WHAT YOU NEED TO DO — Here are some entries. Repeat all of them exactly.

SUPPLIED INFORMATION —
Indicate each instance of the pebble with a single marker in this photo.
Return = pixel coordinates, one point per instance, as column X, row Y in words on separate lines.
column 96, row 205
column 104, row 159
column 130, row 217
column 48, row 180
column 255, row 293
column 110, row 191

EXERCISE ANSWER —
Indicate each instance of the pebble with a single marker in this photo.
Return = pixel coordinates, one point per instance, as column X, row Y in words on separate lines.
column 96, row 205
column 104, row 159
column 130, row 217
column 48, row 180
column 255, row 293
column 110, row 191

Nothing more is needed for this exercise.